WORK TASK » Every single entry that follows is to be retyped exactly.

(DATA EXTRACT begins)

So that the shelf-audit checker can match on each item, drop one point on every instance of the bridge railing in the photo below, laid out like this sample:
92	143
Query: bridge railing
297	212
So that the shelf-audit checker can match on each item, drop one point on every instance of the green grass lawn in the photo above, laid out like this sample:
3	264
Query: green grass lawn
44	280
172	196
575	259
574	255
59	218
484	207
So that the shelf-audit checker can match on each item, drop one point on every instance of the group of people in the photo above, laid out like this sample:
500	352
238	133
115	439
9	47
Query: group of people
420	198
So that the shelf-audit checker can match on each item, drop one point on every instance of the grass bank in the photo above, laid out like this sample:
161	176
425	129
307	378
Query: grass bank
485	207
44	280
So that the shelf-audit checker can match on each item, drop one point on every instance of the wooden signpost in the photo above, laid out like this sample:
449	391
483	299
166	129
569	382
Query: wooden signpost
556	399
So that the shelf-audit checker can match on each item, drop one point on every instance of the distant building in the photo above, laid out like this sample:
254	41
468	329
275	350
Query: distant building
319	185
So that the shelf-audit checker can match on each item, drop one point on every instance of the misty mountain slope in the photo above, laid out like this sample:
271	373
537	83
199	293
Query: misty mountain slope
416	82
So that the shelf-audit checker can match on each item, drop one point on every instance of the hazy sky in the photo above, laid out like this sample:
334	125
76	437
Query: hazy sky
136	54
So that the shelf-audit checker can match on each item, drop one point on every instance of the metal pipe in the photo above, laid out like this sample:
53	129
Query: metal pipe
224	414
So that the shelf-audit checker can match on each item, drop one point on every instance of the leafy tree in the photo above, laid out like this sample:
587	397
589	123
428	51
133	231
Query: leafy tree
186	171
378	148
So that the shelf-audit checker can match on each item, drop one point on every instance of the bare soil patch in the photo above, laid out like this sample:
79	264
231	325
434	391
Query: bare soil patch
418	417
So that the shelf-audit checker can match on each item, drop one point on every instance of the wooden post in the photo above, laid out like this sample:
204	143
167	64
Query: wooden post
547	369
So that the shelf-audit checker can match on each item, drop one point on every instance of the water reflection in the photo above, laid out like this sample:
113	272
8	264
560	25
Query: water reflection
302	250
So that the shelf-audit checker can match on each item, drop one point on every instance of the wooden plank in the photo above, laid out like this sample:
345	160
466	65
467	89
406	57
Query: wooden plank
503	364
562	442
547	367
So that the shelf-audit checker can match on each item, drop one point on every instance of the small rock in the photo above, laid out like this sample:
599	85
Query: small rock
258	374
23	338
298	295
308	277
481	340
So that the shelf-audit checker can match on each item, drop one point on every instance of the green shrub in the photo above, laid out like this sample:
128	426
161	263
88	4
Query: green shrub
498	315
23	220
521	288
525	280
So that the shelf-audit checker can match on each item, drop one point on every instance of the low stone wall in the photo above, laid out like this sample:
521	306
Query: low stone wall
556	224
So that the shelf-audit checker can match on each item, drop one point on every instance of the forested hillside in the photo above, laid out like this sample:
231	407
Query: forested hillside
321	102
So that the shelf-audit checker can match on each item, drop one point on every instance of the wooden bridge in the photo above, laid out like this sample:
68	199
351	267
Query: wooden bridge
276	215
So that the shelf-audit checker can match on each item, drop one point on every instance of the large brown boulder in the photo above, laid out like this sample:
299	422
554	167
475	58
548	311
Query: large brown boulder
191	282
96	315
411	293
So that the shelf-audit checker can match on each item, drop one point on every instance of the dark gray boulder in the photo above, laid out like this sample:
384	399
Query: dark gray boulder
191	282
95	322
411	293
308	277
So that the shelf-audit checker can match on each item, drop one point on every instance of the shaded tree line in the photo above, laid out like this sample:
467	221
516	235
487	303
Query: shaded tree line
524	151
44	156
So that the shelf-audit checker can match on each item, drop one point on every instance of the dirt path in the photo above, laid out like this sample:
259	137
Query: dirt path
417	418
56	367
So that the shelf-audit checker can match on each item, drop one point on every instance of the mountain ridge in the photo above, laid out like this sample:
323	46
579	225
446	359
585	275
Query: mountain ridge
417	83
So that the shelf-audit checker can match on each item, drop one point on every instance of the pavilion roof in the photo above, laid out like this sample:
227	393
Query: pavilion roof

(DATA EXTRACT ends)

EXERCISE OUTPUT »
So that the shelf-audit checker can match on each item, drop one point on every instance of the bridge railing in the photo below, laid out like this sample:
92	143
Query: bridge railing
297	212
So that the shelf-audit checker can match on each item, drop one point on every instance of the green grass lawn in the photo above, laid out like this sample:
3	264
Query: green grass lawn
44	280
172	196
575	259
574	255
59	218
484	207
So that the shelf-audit checker can match on each item, drop one point on every instance of the group of people in the photo above, laid out like this sample:
500	352
238	133
115	439
9	47
Query: group of people
420	198
So that the shelf-audit checker can match on each item, drop one point on every instance of the grass bank in the photo above, laid out like this sample:
161	176
425	129
307	378
Query: grass bank
485	207
44	280
So that the shelf-audit checker can match on each item, drop one point on every instance of the wooden signpost in the photo above, laid out like this sample:
449	391
483	299
166	129
569	382
Query: wooden signpost
556	399
So that the shelf-audit checker can match on each item, drop one point on every instance of the distant building in the photo above, laid out like this sample:
254	41
468	329
275	350
Query: distant building
319	185
So that the shelf-audit checker can match on each item, drop one point on every instance of the misty mountain slope in the photo above, laid out like this sample:
271	373
537	83
199	293
Query: misty mountain slope
416	82
So that the shelf-audit checker can match on each item, drop one point on every instance of the hazy sky in the photo above, laid out like this sample:
334	125
76	437
Query: hazy sky
136	54
So that the shelf-audit checker can match on each item, drop one point on every instance of the metal pipe in the photo above, laid out like this sample:
53	129
Query: metal pipe
224	414
So that the shelf-audit checker can match on each item, drop one point on every instance of the leafy tree in the photo above, laid out like this sample:
587	397
589	123
428	51
133	231
Query: leafy tree
186	171
378	148
So that the shelf-audit checker can match on each item, drop one point on every instance of the bare soil patch in the photo above, laid out like this sample:
79	264
231	325
434	391
Query: bare soil patch
418	417
So that the shelf-audit checker can match on each item, drop one point on every instance of the wooden post in the photo above, laid out like this sample:
204	143
167	64
Query: wooden post
547	369
So that the shelf-audit checker can match on each item, drop one point on every instance of the water reflection in the photo above, laid out like this sample:
113	272
8	264
560	25
Query: water reflection
302	250
So that the shelf-audit checker can match on each item, drop one point on every instance of the wooden plank in the photo above, laid out like this sample:
345	160
466	65
467	89
406	57
Query: wooden plank
503	364
562	442
547	367
So that the shelf-audit checker can match on each item, drop one point on every instance of the small rock in the photo above, laid out like this sample:
599	85
Query: small rock
258	374
23	338
298	295
308	277
481	340
So that the shelf-audit checker can match on each item, drop one point on every instance of the green shrub in the photo above, laid out like this sample:
128	426
161	263
88	4
Query: green shrub
498	315
23	220
521	288
525	280
So that the shelf-audit checker can match on each item, drop one point on every instance of the low stone wall in the photo above, laid out like this sample:
521	306
Query: low stone wall
556	224
So that the shelf-audit checker can match on each item, drop one point on every instance of the forested hillside in the photo above, laid out like this sample:
231	407
Query: forested hillside
321	102
So that the shelf-audit checker can match on each item, drop one point on every instance of the wooden bridge in the photo above, laid out like this sample:
68	199
351	267
Query: wooden bridge
276	215
So that the shelf-audit checker can match on each item, drop one point on every instance of the large brown boulder in the photo above, laid out like this sample:
299	422
554	167
475	58
548	311
Query: large brown boulder
191	282
96	315
411	293
So that the shelf-audit checker can match on each item, drop one point on every instance of the dark gray boulder in the photo above, laid out like this sample:
384	399
Query: dark gray boulder
191	282
95	322
411	293
308	277
So that the shelf-audit checker can match on each item, drop one point on every instance of the shaded tree line in the photo above, laid out like this sample:
467	221
516	235
487	303
Query: shaded tree line
524	151
44	156
So that the shelf-audit checker can match on each item, drop one point on every instance of the dirt path in the photo above, laid out like this sample:
259	137
Query: dirt path
417	418
56	367
So that the shelf-audit checker can match on each item, drop one point on every instance of the mountain ridge in the photo above, laid out like this sample:
323	46
579	225
446	359
585	275
Query: mountain ridge
417	83
So that the shelf-audit checker can match on each item, drop one point on every instance of the pavilion roof in the photo above, laid out like this sample:
227	393
Query: pavilion roof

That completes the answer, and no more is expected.